- _Task item_: Every record must come back exactly as given.

■ ■ ■ ■ ■

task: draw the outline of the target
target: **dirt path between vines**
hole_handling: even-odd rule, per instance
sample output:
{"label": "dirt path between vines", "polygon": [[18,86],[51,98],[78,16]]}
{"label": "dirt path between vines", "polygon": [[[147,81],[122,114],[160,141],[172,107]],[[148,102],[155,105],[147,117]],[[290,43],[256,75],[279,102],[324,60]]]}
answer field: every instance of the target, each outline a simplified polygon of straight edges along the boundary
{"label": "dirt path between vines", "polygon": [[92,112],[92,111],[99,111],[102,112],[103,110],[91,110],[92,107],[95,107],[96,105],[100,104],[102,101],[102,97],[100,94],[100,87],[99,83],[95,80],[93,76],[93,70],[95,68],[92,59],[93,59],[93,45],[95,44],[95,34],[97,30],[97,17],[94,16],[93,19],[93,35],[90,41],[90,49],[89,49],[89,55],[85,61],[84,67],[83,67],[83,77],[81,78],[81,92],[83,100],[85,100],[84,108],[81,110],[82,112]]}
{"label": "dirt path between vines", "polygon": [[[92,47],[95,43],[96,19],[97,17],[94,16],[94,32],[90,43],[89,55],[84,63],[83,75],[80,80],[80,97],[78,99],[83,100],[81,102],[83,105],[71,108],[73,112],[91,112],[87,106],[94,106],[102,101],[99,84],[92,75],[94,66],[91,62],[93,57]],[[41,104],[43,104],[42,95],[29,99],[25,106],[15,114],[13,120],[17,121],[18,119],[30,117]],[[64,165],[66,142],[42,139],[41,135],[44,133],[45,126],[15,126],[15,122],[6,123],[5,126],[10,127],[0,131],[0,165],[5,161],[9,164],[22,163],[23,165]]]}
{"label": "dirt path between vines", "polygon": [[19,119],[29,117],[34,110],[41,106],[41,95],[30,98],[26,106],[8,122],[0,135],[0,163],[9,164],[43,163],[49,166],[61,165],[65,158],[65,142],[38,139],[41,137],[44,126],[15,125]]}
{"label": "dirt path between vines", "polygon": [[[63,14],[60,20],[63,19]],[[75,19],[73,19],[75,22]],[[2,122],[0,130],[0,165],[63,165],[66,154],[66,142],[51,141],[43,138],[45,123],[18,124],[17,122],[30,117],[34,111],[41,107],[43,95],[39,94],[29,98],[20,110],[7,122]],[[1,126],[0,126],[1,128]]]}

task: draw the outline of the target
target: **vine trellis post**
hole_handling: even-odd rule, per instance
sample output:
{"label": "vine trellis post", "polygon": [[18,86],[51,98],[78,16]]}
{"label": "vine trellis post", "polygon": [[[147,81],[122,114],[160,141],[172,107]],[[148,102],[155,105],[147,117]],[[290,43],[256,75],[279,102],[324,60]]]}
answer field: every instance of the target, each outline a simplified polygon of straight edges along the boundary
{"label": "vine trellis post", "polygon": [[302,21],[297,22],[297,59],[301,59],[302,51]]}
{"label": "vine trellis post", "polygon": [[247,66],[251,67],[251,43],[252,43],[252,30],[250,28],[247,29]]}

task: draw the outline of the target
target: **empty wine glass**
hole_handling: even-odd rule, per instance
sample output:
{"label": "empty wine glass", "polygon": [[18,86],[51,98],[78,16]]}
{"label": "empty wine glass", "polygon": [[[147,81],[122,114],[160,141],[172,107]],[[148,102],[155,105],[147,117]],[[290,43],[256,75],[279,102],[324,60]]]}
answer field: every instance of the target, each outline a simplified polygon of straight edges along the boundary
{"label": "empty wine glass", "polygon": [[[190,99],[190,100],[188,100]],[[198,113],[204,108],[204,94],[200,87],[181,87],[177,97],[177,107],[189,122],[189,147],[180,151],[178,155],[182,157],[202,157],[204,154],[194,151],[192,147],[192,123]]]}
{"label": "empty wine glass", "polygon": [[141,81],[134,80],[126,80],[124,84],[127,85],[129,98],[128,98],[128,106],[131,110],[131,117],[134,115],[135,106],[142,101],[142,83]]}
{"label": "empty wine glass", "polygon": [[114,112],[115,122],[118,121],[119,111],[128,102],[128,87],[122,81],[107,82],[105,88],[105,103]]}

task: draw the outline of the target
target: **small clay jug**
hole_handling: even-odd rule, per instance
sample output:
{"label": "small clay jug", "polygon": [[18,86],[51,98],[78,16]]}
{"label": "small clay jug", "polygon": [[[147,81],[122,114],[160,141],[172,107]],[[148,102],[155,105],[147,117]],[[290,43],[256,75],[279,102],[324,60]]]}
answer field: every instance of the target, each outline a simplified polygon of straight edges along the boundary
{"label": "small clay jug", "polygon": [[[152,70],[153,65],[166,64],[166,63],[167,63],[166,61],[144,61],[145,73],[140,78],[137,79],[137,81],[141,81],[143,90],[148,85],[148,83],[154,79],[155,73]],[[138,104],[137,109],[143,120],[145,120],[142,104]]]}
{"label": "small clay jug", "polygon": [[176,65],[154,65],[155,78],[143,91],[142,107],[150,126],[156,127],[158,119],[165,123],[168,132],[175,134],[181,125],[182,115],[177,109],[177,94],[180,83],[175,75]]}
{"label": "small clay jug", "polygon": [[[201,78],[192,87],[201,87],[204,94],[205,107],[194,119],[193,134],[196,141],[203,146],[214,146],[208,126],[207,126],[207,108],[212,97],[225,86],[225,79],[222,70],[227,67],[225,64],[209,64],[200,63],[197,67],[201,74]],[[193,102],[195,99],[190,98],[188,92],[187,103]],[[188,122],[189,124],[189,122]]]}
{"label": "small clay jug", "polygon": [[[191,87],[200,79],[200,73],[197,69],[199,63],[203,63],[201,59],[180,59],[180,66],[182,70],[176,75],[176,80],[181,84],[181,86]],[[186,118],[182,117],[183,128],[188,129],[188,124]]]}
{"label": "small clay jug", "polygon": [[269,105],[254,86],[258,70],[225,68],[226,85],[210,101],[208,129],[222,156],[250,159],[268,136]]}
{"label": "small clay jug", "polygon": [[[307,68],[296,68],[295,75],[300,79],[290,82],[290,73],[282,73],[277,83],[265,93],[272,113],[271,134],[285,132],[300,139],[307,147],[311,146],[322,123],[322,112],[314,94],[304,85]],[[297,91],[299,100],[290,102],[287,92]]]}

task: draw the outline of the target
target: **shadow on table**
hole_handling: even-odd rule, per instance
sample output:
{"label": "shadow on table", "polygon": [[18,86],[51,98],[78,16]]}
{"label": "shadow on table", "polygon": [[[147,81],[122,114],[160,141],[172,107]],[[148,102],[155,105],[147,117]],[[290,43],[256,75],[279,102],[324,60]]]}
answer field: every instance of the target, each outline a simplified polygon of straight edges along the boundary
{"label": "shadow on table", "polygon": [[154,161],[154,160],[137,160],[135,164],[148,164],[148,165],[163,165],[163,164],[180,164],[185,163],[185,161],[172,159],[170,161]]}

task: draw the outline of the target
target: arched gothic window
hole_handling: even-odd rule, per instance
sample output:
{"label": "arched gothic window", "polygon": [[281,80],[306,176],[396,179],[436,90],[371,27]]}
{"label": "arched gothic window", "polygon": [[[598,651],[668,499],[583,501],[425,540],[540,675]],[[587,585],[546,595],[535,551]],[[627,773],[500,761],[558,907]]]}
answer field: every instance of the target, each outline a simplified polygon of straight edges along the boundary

■ ■ ■ ■ ■

- _Worked solution_:
task: draw the outline of the target
target: **dirt path between vines**
hole_handling: even-odd rule, per instance
sample output:
{"label": "dirt path between vines", "polygon": [[18,86],[51,98],[78,16]]}
{"label": "dirt path between vines", "polygon": [[[147,81],[122,114],[160,141],[172,107]],[[148,102],[155,105],[147,117]],[[290,43],[256,75],[279,102],[324,60]]]}
answer field: every instance of the target, each outline a simplified polygon of straight edges along the boundary
{"label": "dirt path between vines", "polygon": [[92,112],[92,111],[99,111],[102,112],[103,110],[91,110],[92,107],[95,107],[96,105],[100,104],[102,101],[102,97],[100,94],[100,87],[99,83],[95,80],[93,76],[93,70],[95,68],[92,59],[93,59],[93,45],[95,44],[95,34],[97,30],[97,17],[94,16],[93,19],[93,35],[90,41],[90,49],[89,49],[89,55],[85,61],[84,67],[83,67],[83,77],[81,78],[81,92],[83,100],[85,100],[84,108],[81,110],[82,112]]}
{"label": "dirt path between vines", "polygon": [[[92,47],[95,43],[96,19],[97,17],[94,16],[94,32],[90,43],[89,55],[84,63],[83,75],[80,80],[80,97],[78,99],[83,100],[81,102],[83,105],[71,108],[73,112],[91,112],[87,106],[94,106],[102,101],[99,84],[92,75],[94,66],[91,62],[93,57]],[[41,104],[43,104],[42,95],[29,99],[25,106],[15,114],[13,120],[17,121],[18,119],[30,117]],[[64,165],[66,142],[42,139],[41,135],[44,133],[45,126],[15,126],[15,122],[6,123],[5,126],[10,127],[0,131],[0,165],[5,161],[9,164],[22,163],[23,165]]]}
{"label": "dirt path between vines", "polygon": [[19,119],[29,117],[34,110],[41,106],[41,95],[30,98],[26,106],[8,122],[0,135],[0,163],[9,164],[43,163],[49,166],[61,165],[65,158],[65,142],[38,139],[41,137],[44,126],[15,125]]}
{"label": "dirt path between vines", "polygon": [[[63,14],[60,20],[63,19]],[[75,19],[73,19],[75,22]],[[2,122],[0,130],[0,165],[63,165],[66,154],[66,142],[51,141],[43,138],[45,123],[18,124],[17,122],[30,117],[34,111],[41,107],[43,95],[39,94],[29,98],[20,110],[7,122]],[[1,126],[0,126],[1,128]]]}

task: draw the outline of the target
target: **vine trellis post**
hole_handling: even-odd rule, per instance
sample output:
{"label": "vine trellis post", "polygon": [[18,86],[51,98],[78,16]]}
{"label": "vine trellis post", "polygon": [[[147,81],[122,114],[160,141],[172,107]],[[148,102],[155,105],[147,117]],[[290,43],[256,75],[279,102],[324,60]]]}
answer field: every instance of the target, each outline a simplified polygon of straight edges along the boundary
{"label": "vine trellis post", "polygon": [[302,21],[297,22],[297,59],[301,59],[302,51]]}
{"label": "vine trellis post", "polygon": [[247,66],[251,67],[251,43],[252,43],[252,30],[250,28],[247,29]]}

task: draw the outline of the target
target: **empty wine glass**
hole_handling: even-odd rule, per instance
sample output:
{"label": "empty wine glass", "polygon": [[18,86],[51,98],[78,16]]}
{"label": "empty wine glass", "polygon": [[[147,81],[122,114],[160,141],[172,107]],[[148,102],[155,105],[147,117]],[[290,43],[256,75],[279,102],[324,60]]]}
answer field: every instance of the target, each outline a simplified polygon of straight edges along the boundary
{"label": "empty wine glass", "polygon": [[[190,99],[190,100],[188,100]],[[198,113],[204,108],[204,94],[200,87],[181,87],[177,97],[177,107],[189,122],[189,147],[180,151],[178,155],[182,157],[202,157],[204,154],[194,151],[192,147],[192,123]]]}
{"label": "empty wine glass", "polygon": [[141,81],[134,80],[126,80],[124,84],[127,85],[129,98],[128,98],[128,106],[131,110],[131,117],[134,115],[135,106],[142,101],[142,83]]}
{"label": "empty wine glass", "polygon": [[114,112],[115,122],[118,121],[119,111],[128,102],[128,87],[122,81],[107,82],[105,88],[105,103]]}

task: draw the outline of the target
target: **small clay jug**
hole_handling: even-odd rule, per instance
sample output:
{"label": "small clay jug", "polygon": [[18,86],[51,98],[78,16]]}
{"label": "small clay jug", "polygon": [[[147,81],[122,114],[160,141],[172,107]],[[148,102],[155,105],[147,117]],[[290,43],[256,75],[279,102],[324,60]]]}
answer field: every instance of the target, each outline a simplified polygon of straight edges along the boundary
{"label": "small clay jug", "polygon": [[[152,70],[153,65],[166,64],[166,63],[167,63],[166,61],[144,61],[145,73],[140,78],[137,79],[137,81],[141,81],[143,90],[148,85],[148,83],[154,79],[155,73]],[[138,104],[137,109],[143,120],[145,120],[142,104]]]}
{"label": "small clay jug", "polygon": [[176,65],[154,65],[155,78],[143,91],[142,107],[150,126],[156,127],[158,119],[165,123],[168,132],[175,134],[181,125],[182,115],[177,109],[177,94],[180,83],[175,75]]}
{"label": "small clay jug", "polygon": [[[201,78],[192,87],[201,87],[204,94],[205,107],[194,119],[193,134],[196,141],[203,146],[214,146],[208,126],[207,126],[207,108],[212,97],[225,86],[225,79],[222,70],[227,67],[225,64],[209,64],[200,63],[197,67],[201,74]],[[193,102],[195,99],[190,98],[188,92],[187,103]],[[188,122],[189,124],[189,122]]]}
{"label": "small clay jug", "polygon": [[[191,87],[200,79],[200,73],[197,69],[199,63],[203,63],[201,59],[180,59],[180,66],[182,70],[176,75],[176,80],[181,84],[181,86]],[[186,118],[182,117],[183,128],[188,129],[188,124]]]}
{"label": "small clay jug", "polygon": [[269,105],[254,86],[258,70],[225,68],[226,85],[210,101],[208,129],[222,156],[250,159],[268,136]]}
{"label": "small clay jug", "polygon": [[[307,68],[296,68],[295,75],[300,79],[290,82],[290,73],[282,73],[277,83],[265,93],[272,113],[271,134],[285,132],[300,139],[307,147],[311,146],[322,123],[322,112],[314,94],[304,85]],[[297,91],[299,100],[290,102],[287,92]]]}

task: draw the outline of the target
target: **shadow on table**
hole_handling: even-odd rule, per instance
sample output:
{"label": "shadow on table", "polygon": [[18,86],[51,98],[78,16]]}
{"label": "shadow on table", "polygon": [[[147,81],[122,114],[160,141],[172,107]],[[148,102],[155,105],[147,117]],[[290,43],[256,75],[279,102],[324,60]]]}
answer field: every instance of the target, each outline a simplified polygon of straight edges along the boundary
{"label": "shadow on table", "polygon": [[154,161],[154,160],[137,160],[135,164],[148,164],[148,165],[163,165],[163,164],[180,164],[185,163],[185,161],[172,159],[170,161]]}

task: draw the outline of the target
target: arched gothic window
hole_handling: even-odd rule, per instance
sample output:
{"label": "arched gothic window", "polygon": [[281,80],[306,176],[396,179],[436,90],[371,27]]}
{"label": "arched gothic window", "polygon": [[[598,651],[668,499],[583,501],[425,540],[540,675]],[[587,585],[546,595],[535,551]],[[627,773],[500,761],[558,907]]]}
answer field: every instance of the target, each outline a simplified polygon of straight edges along the boundary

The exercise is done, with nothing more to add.